- _Short problem_: Begin at the line that contains "Annotation guideline: for every instance of the boxer's" and repeat every line from there to the end of the records below, inclusive, without adding any other line.

[Entries from a pointing dataset]
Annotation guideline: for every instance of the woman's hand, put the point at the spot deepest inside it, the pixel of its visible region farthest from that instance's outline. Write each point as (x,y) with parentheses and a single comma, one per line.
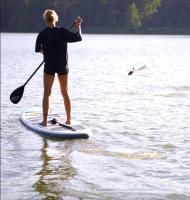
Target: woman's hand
(78,20)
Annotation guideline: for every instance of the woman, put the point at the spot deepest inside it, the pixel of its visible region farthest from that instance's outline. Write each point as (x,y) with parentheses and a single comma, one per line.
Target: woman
(52,42)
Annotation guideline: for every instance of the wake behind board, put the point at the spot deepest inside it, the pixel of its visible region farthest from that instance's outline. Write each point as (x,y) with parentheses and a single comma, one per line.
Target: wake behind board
(32,116)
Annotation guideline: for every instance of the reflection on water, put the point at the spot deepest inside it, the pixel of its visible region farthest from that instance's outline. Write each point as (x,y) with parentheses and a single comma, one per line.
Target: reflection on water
(139,148)
(56,170)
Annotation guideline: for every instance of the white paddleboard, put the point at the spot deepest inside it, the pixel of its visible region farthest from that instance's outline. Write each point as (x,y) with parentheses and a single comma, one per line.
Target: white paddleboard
(31,118)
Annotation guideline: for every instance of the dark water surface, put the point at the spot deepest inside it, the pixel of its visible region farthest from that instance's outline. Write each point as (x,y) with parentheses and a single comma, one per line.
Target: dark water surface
(141,135)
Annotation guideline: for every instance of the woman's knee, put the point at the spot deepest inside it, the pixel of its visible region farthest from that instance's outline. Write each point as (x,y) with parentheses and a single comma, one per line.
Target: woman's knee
(64,92)
(47,93)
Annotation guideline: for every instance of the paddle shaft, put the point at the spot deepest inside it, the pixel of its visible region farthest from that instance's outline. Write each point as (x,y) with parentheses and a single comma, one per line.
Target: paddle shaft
(43,61)
(34,72)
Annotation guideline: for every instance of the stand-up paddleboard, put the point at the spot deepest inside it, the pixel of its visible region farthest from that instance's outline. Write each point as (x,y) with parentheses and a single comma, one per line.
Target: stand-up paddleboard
(54,129)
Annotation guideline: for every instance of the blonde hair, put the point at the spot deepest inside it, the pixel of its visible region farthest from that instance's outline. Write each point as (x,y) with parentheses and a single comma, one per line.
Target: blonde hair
(50,16)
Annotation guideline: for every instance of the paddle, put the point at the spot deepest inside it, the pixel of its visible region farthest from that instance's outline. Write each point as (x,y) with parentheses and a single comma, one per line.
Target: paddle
(54,121)
(17,94)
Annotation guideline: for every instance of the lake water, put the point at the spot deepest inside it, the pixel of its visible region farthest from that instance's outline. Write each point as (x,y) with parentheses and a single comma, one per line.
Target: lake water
(140,123)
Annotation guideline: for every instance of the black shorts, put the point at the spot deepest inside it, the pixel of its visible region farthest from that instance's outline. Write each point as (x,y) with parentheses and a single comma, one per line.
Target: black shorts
(58,70)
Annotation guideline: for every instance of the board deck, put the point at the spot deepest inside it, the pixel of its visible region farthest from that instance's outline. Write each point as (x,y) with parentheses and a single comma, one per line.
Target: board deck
(32,116)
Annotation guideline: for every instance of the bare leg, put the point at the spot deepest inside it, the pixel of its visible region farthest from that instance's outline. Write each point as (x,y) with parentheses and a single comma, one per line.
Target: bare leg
(63,82)
(48,82)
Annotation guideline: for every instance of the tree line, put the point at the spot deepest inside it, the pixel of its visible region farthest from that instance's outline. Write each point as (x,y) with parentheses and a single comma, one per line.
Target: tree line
(100,16)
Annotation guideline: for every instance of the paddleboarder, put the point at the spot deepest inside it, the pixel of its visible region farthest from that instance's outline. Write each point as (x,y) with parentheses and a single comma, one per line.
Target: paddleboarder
(52,43)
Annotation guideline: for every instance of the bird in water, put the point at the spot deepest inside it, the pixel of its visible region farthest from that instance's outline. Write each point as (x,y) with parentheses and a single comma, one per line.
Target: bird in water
(133,70)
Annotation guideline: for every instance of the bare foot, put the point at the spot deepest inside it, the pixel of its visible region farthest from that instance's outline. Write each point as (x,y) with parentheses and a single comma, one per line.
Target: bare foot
(43,123)
(68,122)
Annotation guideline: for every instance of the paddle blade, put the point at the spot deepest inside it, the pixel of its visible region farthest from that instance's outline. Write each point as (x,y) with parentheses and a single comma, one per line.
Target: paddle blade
(16,95)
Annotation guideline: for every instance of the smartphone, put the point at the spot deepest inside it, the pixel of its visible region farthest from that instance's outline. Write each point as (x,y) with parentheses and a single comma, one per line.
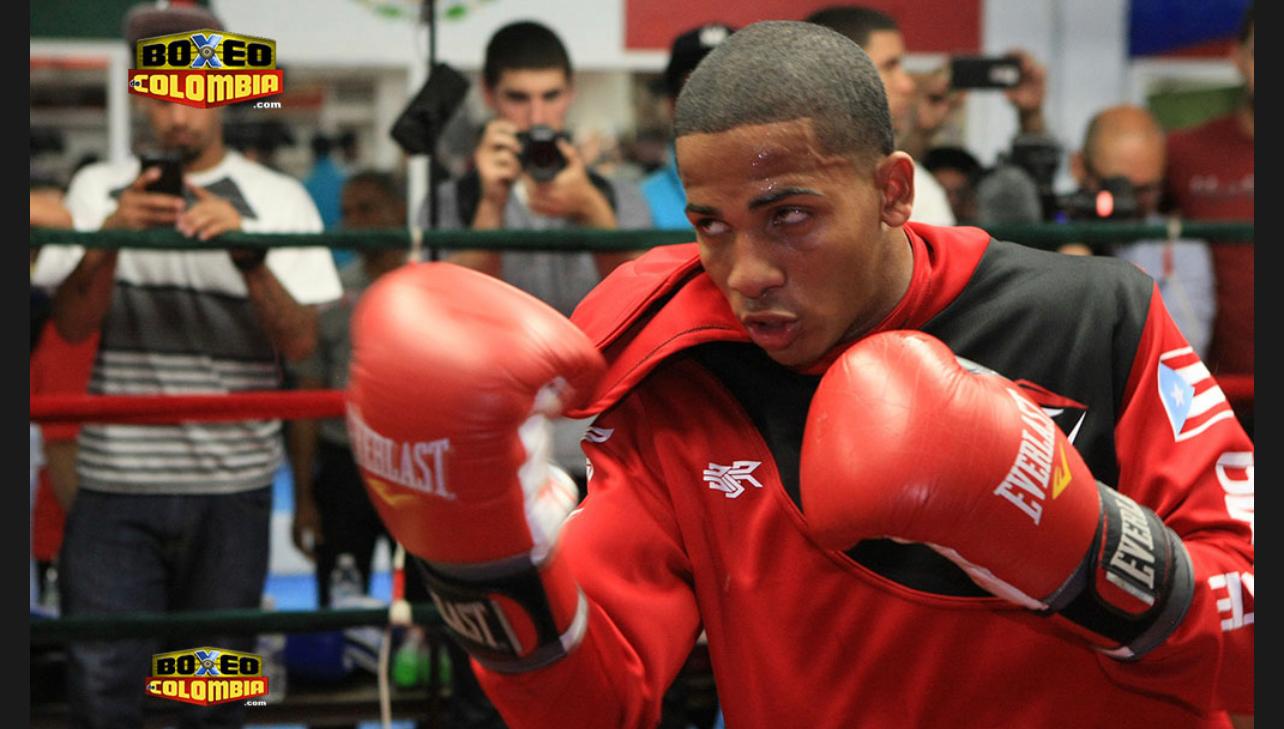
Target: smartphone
(984,72)
(171,172)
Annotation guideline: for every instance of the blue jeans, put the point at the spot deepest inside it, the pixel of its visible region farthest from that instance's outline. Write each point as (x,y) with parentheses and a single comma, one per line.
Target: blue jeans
(157,553)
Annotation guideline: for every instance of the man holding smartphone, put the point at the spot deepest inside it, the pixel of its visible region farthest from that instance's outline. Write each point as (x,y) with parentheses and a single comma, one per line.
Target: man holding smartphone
(917,122)
(177,516)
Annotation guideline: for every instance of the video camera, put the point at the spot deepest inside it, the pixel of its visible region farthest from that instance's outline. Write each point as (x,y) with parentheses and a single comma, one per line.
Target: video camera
(539,154)
(1115,200)
(1039,157)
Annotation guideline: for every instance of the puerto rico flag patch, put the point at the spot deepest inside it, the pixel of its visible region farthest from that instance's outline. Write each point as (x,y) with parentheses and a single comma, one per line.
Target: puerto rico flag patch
(1190,397)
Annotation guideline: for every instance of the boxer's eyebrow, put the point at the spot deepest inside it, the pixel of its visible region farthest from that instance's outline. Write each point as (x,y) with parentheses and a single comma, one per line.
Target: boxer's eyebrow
(774,195)
(765,199)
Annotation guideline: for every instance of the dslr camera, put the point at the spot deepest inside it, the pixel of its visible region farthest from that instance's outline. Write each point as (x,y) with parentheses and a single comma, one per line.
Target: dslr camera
(539,154)
(1113,200)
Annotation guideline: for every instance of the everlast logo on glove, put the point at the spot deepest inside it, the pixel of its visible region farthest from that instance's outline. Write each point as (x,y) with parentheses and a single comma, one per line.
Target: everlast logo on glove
(417,466)
(1026,484)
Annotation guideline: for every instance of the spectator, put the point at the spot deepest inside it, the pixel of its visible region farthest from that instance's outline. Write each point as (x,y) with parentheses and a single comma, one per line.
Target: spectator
(880,36)
(1211,177)
(663,188)
(325,180)
(935,102)
(48,208)
(957,171)
(1127,143)
(176,517)
(333,515)
(790,454)
(331,511)
(528,82)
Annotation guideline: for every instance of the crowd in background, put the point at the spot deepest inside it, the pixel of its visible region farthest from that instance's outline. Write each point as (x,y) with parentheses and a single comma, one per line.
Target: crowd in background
(493,177)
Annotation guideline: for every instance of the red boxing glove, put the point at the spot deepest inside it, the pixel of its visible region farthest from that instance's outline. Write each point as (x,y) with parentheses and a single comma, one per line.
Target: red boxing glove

- _Task result_:
Annotation guideline: for every instance of the boxer's eyebrow, put the point at the spot deepest inside it, the pixel of its visible region farthest from that instance's outline. Write each point as (x,y) with parentheses and a single comma, one per line.
Target: boxer's eyebrow
(774,195)
(765,199)
Annotation guideline: for every instance of the dslr camera, put the point at the spot deepest inside it, the pixel of its visible region farthest from that instance's outline. Write each point as (x,y) with parentheses and a single comma, one per line.
Target: dslr camera
(539,154)
(1113,200)
Annotation guideline: for every instance of the everlast logo on glove, put the point at the spot deepest inside it, the pixel of its visible region farthest from that instance's outline. Write each point as (x,y) with parentheses and a single comma, one per line.
Target: everlast logo on glove
(417,466)
(1026,484)
Annotation guideline: for every instance of the spectator, put the point at the spot deepest inside it, the pixel of its visible region farthest from that instance's outline. Write each point as (x,y) with parentheses and a single comma, one per line.
Target: spectator
(880,36)
(1211,177)
(663,188)
(325,180)
(935,102)
(48,208)
(957,171)
(1127,143)
(176,517)
(333,515)
(790,454)
(331,511)
(528,82)
Annotation guideline: for every instance of the crowd in background, put the point at the spot deepest inside it, the pixel of its visible region farthest from that instance's outline. Write each point as (x,y) with parentheses and a single comma, one per line.
Target: crowd in background
(493,177)
Annotation guideline: for every instance of the red boxing glove, put the point at the spot deepest inside it, the pixel of its visible region farthest from that instance's outline. Write each point as (x,y) with parentheses and a single comma, one per line.
Target: red boxing glove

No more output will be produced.